Entries from a dataset:
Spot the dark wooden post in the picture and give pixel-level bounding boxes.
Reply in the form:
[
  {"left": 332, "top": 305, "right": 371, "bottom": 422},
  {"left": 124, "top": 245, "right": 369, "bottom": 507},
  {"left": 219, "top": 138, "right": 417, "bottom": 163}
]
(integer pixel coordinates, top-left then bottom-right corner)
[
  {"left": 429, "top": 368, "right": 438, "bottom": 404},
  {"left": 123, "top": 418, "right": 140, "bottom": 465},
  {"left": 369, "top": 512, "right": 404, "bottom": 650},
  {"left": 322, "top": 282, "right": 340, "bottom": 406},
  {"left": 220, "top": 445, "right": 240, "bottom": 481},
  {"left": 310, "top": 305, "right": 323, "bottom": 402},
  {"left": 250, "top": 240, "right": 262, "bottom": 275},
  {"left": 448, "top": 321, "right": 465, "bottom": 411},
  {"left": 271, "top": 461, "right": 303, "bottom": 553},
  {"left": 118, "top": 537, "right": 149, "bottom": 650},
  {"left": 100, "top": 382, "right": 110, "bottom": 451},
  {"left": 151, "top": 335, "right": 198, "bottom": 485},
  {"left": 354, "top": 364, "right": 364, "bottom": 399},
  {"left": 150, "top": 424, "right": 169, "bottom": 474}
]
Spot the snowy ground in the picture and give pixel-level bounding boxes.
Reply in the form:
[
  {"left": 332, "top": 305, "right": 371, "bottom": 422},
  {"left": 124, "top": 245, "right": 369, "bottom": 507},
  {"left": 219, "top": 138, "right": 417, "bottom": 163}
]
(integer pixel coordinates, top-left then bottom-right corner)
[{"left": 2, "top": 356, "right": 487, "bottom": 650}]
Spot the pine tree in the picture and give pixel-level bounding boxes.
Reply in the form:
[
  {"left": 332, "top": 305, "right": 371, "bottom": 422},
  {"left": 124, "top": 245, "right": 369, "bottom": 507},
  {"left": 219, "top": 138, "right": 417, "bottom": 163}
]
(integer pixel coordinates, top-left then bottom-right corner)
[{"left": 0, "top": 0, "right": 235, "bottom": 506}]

_Instructions to follow_.
Report every line of the listing that contains the string "Spot". Matching is case-sensitive.

_Task output_.
Spot the dark wooden post in the picture and give pixel-level bounding boxes.
Spot the snowy ground in the picture and give pixel-level bounding boxes.
Spot the pine tree in the picture and give pixel-level bounding boxes.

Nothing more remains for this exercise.